The full set of entries below needs to be written out exactly.

Point-per-instance localization data
-------

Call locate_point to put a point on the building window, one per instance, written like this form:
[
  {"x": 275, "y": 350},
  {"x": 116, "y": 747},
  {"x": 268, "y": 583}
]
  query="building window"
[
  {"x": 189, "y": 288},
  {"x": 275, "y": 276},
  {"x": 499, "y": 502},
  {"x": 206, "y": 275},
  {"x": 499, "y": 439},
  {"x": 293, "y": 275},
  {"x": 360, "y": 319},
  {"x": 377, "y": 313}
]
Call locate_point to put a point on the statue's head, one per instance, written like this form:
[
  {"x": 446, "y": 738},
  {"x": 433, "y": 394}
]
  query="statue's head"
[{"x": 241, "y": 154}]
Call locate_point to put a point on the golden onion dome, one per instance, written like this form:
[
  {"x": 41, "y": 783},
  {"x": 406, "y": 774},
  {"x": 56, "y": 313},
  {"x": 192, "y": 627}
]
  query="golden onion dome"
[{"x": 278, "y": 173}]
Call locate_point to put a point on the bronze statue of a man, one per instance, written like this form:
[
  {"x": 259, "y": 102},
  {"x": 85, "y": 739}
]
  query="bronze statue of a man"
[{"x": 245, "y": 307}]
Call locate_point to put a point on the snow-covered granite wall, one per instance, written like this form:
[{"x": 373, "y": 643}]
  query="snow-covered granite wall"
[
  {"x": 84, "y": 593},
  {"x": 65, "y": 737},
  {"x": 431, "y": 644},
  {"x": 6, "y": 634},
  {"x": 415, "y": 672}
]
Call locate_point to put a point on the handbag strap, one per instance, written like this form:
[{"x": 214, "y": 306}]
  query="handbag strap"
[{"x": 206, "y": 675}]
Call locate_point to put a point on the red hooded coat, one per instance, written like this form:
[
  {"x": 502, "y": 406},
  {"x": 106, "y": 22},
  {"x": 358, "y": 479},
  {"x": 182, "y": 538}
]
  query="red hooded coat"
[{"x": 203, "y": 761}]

-------

| Written response |
Call locate_point to put a point on the building window, one per instance, written like this form:
[
  {"x": 275, "y": 350},
  {"x": 116, "y": 747},
  {"x": 268, "y": 583}
]
  query="building window"
[
  {"x": 189, "y": 288},
  {"x": 275, "y": 276},
  {"x": 499, "y": 502},
  {"x": 206, "y": 275},
  {"x": 499, "y": 439},
  {"x": 293, "y": 275},
  {"x": 360, "y": 319},
  {"x": 377, "y": 313}
]
Call locate_point to put a point on the statue's head, one per instance, written like this form:
[
  {"x": 446, "y": 738},
  {"x": 433, "y": 394}
]
  query="statue's head"
[{"x": 241, "y": 154}]
Call locate_point to put a point on the golden onion dome, one per instance, written like this form:
[
  {"x": 41, "y": 783},
  {"x": 406, "y": 774},
  {"x": 56, "y": 313},
  {"x": 192, "y": 627}
]
  query="golden onion dome"
[{"x": 278, "y": 173}]
Call locate_point to put a point on the bronze statue of a man, one per instance, written like this form:
[
  {"x": 259, "y": 102},
  {"x": 85, "y": 739}
]
  query="bronze statue of a man"
[{"x": 245, "y": 307}]
Call locate_point to put a point on the snow-covered granite wall, one per instance, written like this form:
[{"x": 373, "y": 643}]
  query="snow-covered granite wall"
[
  {"x": 84, "y": 593},
  {"x": 65, "y": 737},
  {"x": 431, "y": 644},
  {"x": 6, "y": 634},
  {"x": 415, "y": 672}
]
Call locate_point to put a point on the handbag strap, one per instance, written like this form:
[{"x": 214, "y": 306}]
  query="handbag strap"
[{"x": 206, "y": 675}]
Call locate_point to put a point on the red hooded coat, one per instance, written like this form:
[
  {"x": 502, "y": 406},
  {"x": 106, "y": 22},
  {"x": 358, "y": 479},
  {"x": 182, "y": 538}
]
  query="red hooded coat"
[{"x": 203, "y": 761}]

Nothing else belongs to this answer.